---------- PAGE

So you wanna know how to make perfect French Fries, do you? So did I. For about the past 20 years. The trick is in the triple cooked chip. Not double. Triple.
I will tell you now, that I have tried every method, potato and oil temperature known to humankind in my quest to create the perfect french fry. I've come close many times. In all that time I had never succeeded in creating the perfect chip at home.
Until I discovered the triple cook method developed by by The Fat Duck's Heston Blumenthal.
If you're interested in other "Perfect" stuff, try my perfect pizza recipe done in a cast iron pan. I know bloggers tend to lean towards exaggeration with their stuff. Like "the BEST", "the only!" "the PERFECT"! But I really only call something perfect if it is.
I lean more towards truth as in "The Almost Award Winning Maple Bourbon BBQ Sauce." Which is actually quite delicious.
This is not a post on how to make easy french fries. It is a post on how to make perfect french fries. Remember that when you start compulsively rolling your eyes at me throughout this post.
Table of Contents
Important French Fry Factors
- Variety of potato
- Temperature of oil
- Type of oil
- Length of fry
Most people (sanely I might add) make french fries at home either with a bag of frozen french fries baking them in the oven or if they're a bit more serious about their fries in a home deep fryer.
The really adventurous make chips from potatoes and deep fry them. But they do it wrong and end up with soggy or partly cooked on the inside, burned on the outside fries.
I am on the opposite end of the scale. I grow my own potatoes for making french fries. I'll get to which varieties I grow specifically for making fries in a bit.
French Fry Making Mistakes
- The first way people make homemade fries is to grab whatever potato they have in their cupboard, cut it up, turn the deep fryer onto "HOT AS HELL", and throw them in.
This will not create the perfect french fry. - The second way people try to make fries is by getting fancy and twice cooking the french fries. First cooking them in oil, taking them out to cool. And then cooking them again at a higher temperature. It's a good start but ...

--------------------

## EXERCISES
[1] According to the french fry page, who developed the triple cook method?
[2] Return the part of the french fry page word for word, starting at "The really adventurous" and ending at "the outside fries.".

---------- LISTED ENTRIES

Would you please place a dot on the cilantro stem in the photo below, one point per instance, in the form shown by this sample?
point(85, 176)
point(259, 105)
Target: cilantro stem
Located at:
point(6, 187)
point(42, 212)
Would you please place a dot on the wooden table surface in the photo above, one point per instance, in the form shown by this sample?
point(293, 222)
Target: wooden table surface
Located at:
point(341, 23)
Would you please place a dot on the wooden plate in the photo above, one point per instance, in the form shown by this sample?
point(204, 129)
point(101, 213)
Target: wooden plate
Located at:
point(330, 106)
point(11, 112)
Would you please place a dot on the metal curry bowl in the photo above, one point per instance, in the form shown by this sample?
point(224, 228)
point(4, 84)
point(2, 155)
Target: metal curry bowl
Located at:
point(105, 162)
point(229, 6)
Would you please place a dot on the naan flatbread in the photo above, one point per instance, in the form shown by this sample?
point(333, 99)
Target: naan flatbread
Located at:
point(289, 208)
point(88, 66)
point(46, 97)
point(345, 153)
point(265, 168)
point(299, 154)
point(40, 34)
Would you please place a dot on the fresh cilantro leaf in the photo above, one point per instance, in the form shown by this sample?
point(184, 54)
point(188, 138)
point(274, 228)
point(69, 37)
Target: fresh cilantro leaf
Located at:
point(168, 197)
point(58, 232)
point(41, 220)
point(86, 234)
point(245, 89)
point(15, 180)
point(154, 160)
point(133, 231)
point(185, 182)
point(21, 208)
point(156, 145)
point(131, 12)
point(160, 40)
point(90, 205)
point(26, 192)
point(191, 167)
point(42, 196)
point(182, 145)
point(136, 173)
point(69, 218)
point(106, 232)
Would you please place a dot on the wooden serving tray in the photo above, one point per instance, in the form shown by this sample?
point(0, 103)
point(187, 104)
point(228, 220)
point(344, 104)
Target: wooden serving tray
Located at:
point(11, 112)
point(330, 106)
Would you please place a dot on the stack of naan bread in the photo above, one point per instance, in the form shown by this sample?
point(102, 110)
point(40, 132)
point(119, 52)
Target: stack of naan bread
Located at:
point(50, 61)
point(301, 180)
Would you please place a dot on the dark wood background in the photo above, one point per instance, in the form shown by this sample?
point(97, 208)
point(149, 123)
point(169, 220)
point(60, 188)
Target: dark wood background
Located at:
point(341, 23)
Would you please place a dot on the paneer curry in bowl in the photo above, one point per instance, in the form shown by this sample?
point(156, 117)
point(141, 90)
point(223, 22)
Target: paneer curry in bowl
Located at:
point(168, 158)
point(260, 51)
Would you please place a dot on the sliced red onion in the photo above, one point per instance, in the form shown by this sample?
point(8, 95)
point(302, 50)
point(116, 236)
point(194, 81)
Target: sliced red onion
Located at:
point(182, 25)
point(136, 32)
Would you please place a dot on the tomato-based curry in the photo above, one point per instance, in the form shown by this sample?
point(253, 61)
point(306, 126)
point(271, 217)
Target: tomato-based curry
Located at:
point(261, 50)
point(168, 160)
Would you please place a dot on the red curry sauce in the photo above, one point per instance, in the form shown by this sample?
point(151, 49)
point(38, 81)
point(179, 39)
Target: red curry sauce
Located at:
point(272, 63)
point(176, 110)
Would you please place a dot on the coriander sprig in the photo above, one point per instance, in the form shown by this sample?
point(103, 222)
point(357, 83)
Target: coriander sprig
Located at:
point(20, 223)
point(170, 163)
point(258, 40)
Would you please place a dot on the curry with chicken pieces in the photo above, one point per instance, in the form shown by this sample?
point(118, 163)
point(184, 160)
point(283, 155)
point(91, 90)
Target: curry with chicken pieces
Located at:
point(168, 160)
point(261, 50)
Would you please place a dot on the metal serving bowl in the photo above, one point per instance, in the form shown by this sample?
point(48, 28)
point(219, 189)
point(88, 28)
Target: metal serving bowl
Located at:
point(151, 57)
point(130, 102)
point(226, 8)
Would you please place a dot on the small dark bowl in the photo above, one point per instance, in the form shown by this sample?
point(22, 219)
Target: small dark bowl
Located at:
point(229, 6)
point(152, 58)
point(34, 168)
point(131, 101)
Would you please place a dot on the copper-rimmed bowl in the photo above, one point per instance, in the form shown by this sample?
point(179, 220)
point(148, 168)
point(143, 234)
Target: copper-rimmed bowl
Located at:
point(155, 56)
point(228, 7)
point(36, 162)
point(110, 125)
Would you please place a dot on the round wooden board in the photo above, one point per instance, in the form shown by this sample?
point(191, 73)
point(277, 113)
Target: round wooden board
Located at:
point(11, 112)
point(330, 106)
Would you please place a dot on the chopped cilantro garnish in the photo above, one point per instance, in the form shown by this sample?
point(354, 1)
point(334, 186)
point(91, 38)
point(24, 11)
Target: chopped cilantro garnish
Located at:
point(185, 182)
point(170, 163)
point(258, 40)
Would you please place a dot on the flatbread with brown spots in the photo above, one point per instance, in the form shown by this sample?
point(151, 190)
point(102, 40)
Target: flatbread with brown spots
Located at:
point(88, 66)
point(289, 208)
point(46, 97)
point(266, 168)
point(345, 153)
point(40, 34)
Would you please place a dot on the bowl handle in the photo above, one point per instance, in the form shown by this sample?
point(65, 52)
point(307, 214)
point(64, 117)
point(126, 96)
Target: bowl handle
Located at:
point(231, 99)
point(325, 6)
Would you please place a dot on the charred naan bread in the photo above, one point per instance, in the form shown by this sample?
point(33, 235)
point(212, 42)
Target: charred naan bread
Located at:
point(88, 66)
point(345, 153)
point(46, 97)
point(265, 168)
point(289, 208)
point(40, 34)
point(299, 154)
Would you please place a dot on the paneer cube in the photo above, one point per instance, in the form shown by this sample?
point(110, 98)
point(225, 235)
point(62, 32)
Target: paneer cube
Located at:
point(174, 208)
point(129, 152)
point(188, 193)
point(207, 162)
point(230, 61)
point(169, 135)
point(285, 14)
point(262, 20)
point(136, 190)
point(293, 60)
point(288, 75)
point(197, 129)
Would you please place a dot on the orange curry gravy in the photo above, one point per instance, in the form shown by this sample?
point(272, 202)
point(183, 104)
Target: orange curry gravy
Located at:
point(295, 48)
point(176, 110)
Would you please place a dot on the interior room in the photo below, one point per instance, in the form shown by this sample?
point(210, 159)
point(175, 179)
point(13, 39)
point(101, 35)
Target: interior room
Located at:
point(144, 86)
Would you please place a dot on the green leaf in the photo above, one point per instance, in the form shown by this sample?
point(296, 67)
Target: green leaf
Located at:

--------------------

## ANSWERS TO THE TASKS
[1] Heston Blumenthal of The Fat Duck developed it.

[2]
The really adventurous make chips from potatoes and deep fry them. But they do it wrong and end up with soggy or partly cooked on the inside, burned on the outside fries.